Aim of the exercise - Every entry must be copied word for word.

Exercise materials -
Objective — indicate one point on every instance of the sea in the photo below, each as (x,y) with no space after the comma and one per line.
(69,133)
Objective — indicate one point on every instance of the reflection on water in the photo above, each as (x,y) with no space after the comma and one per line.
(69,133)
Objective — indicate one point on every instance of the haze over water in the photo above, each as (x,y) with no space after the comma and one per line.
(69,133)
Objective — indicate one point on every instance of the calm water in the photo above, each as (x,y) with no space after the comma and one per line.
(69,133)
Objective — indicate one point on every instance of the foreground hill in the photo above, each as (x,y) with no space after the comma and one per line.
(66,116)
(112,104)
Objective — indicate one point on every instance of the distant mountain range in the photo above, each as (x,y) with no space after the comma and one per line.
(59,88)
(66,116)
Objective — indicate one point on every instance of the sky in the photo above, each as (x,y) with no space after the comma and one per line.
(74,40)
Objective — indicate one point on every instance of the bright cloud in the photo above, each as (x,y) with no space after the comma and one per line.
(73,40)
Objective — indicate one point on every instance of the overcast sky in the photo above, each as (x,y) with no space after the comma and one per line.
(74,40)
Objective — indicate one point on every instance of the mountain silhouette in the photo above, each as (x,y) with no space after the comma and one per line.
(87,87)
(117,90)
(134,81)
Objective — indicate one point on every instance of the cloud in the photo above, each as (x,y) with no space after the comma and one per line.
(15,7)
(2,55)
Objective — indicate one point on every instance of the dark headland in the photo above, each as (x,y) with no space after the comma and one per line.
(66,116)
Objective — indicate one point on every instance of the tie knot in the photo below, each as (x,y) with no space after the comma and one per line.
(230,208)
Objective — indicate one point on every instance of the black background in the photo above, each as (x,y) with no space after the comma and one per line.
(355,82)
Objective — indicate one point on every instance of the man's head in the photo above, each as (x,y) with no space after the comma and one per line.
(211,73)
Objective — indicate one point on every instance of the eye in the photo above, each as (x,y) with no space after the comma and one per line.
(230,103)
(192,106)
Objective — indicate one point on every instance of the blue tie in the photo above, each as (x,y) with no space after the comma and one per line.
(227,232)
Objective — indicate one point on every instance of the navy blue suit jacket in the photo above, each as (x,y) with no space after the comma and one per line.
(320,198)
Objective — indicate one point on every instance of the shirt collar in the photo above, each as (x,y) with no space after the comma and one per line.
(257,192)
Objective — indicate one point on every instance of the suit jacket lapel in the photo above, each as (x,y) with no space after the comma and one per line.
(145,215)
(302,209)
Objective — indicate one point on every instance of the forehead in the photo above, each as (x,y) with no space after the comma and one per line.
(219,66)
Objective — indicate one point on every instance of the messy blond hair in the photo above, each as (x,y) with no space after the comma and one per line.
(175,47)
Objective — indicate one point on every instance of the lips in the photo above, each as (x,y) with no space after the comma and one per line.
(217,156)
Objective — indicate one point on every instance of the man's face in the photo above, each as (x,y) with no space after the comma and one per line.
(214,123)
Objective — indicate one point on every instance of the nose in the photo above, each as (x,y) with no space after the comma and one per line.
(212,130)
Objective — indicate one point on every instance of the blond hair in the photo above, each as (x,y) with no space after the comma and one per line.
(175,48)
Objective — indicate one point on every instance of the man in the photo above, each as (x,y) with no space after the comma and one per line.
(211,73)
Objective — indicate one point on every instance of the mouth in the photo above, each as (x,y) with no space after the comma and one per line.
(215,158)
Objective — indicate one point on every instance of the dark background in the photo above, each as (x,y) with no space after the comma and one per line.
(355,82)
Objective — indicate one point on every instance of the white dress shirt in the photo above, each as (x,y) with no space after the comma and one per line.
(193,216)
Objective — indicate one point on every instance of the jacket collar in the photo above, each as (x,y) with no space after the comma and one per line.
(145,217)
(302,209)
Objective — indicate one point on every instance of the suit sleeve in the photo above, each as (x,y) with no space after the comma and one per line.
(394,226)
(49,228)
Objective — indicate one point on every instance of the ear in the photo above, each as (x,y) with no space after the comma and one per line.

Result of this task -
Objective — indicate one point on every instance of the sea in the photo below, each as (x,y) with no space after the comma and one per line.
(69,133)
Objective — indicate one point on every instance of the reflection on water in the photo above, each as (x,y) with no space after the comma and one per line.
(69,133)
Objective — indicate one point on every instance of the haze over water in the photo above, each as (x,y) with no space after the comma and one per line.
(69,133)
Objective — indicate one point on every instance of the calm water in the photo above, each as (x,y) with no space after the comma and one per line.
(69,133)
Objective — indicate one point on every instance of the foreground hill in the photo above, each as (x,y) with no space after the comma and one per line.
(66,116)
(112,104)
Objective — indicate one point on every instance of the distant mountain range in the photo above, each as (x,y) with no space after the comma and one per line.
(59,88)
(66,116)
Objective — indicate one point on every instance of the sky in the photo above, each as (x,y) with no space after the comma and one per line.
(74,40)
Objective — indicate one point on every instance of the bright cloud in the photo above, each as (x,y) with no space after the comma and one per line.
(73,40)
Objective — indicate one point on every instance of the overcast sky in the photo above, each as (x,y) with no space after the comma and one per line.
(74,40)
Objective — indicate one point on every instance of the mountain silhouette in the photo above, each as (x,y) with no space after the comma and one per line.
(87,87)
(117,90)
(134,81)
Objective — indicate one point on every instance of the cloud in the photo above, each as (x,y) with no space after the comma and one per line.
(15,7)
(2,55)
Objective — indicate one point on every instance of the dark headland in the photo above, each as (x,y) with no space after the comma and one per line.
(66,116)
Objective — indicate one point on every instance of the tie knot in the photo below, each as (x,y) with no space after the comma and one per line.
(230,208)
Objective — indicate one point on every instance of the black background in the photo above, each as (x,y) with no space after the comma and one per line.
(355,82)
Objective — indicate one point on every instance of the man's head in the photo above, each as (x,y) with no space after the comma and one per line.
(211,73)
Objective — indicate one point on every instance of the eye in the photo above, each as (x,y) with no space after the comma and one per line.
(230,103)
(192,106)
Objective — indicate one point on every instance of the blue tie in the photo above, each as (x,y) with no space after the comma and one per line.
(227,232)
Objective — indicate one point on every instance of the navy blue suit jacket in the photo above, each as (x,y) with no space after the comma and one per line.
(320,198)
Objective — indicate one point on every instance of the shirt collar in the photo above, each as (x,y) with no space after the comma and one per line.
(257,192)
Objective — indicate one point on every instance of the suit jacket lapel in the photo above, each as (x,y) with no space after the comma and one per line.
(145,215)
(302,209)
Objective — indicate one point on every instance of the forehead in the photo above, each as (x,y) with no space after the comma and one per line.
(219,66)
Objective — indicate one point on every instance of the messy blond hair in the photo above, each as (x,y) with no space after the comma and one per line.
(175,47)
Objective — indicate one point on every instance of the lips in the photo above, each as (x,y) with no space after the comma and one per line.
(217,156)
Objective — indicate one point on every instance of the man's face in the photo above, each as (x,y) with no space after the comma and one per line.
(214,123)
Objective — indicate one point on every instance of the nose in the photo above, each as (x,y) with no space after the comma and one per line.
(212,130)
Objective — indicate one point on every instance of the blond hair in the photo above, each as (x,y) with no space after the comma and one per line.
(175,48)
Objective — indicate one point on every instance of the man in the photo above, each as (x,y) with no space after the comma and one per line.
(211,73)
Objective — indicate one point on every instance of the mouth in the photo above, each as (x,y) with no space after the comma and one per line.
(215,158)
Objective — indicate one point on every instance of the dark background in the photo above, each as (x,y) with no space after the comma and one per line.
(355,82)
Objective — indicate one point on every instance of the white dress shirt in the photo above, each as (x,y) with no space after the comma and one per line.
(193,216)
Objective — indicate one point on every instance of the jacket collar in the photo above, each as (x,y) with no space after the comma and one per line.
(145,217)
(302,209)
Objective — indicate one point on every instance of the suit sleeve in the photo above, each as (x,y) with no space after the comma and one per line.
(394,226)
(49,228)
Objective — indicate one point on every instance of the ear in the photo above, each as (x,y) with no space after the comma and one per line.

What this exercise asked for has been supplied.